(Beginning of Material to process)
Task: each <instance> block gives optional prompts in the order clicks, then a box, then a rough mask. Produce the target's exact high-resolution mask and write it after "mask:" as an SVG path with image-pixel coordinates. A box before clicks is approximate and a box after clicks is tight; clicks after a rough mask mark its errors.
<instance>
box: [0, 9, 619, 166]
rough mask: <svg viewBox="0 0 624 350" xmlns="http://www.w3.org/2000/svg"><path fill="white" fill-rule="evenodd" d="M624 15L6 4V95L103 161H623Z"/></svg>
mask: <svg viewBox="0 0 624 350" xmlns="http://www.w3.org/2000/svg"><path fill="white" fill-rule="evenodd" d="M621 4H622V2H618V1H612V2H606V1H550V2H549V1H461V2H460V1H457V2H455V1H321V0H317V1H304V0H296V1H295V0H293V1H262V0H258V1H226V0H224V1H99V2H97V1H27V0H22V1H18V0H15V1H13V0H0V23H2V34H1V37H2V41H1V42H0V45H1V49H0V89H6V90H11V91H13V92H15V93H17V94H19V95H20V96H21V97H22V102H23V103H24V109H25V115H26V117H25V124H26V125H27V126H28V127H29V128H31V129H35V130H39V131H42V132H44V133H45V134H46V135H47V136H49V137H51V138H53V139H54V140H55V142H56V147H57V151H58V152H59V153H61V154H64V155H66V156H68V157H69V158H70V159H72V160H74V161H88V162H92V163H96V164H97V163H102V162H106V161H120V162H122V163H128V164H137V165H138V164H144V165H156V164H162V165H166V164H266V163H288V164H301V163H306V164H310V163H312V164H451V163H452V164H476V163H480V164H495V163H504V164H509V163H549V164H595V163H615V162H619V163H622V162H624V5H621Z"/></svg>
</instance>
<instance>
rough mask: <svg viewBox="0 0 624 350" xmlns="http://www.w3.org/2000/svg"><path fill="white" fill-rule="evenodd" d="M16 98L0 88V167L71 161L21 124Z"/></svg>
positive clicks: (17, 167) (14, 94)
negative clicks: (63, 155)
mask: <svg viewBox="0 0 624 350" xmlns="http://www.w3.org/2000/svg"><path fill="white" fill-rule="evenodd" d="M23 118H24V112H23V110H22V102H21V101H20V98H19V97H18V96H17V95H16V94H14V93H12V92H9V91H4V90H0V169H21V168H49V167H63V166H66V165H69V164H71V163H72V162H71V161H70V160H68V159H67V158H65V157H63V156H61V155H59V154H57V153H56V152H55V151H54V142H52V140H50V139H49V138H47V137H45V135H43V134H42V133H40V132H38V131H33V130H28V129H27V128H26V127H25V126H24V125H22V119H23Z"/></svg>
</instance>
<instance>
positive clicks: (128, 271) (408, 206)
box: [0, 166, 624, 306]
(End of Material to process)
◆ **Assignment**
From the entries, copy every line in which the string "positive" can be found.

◆ **Reply to the exercise**
positive clicks: (17, 167) (14, 94)
positive clicks: (128, 271) (408, 206)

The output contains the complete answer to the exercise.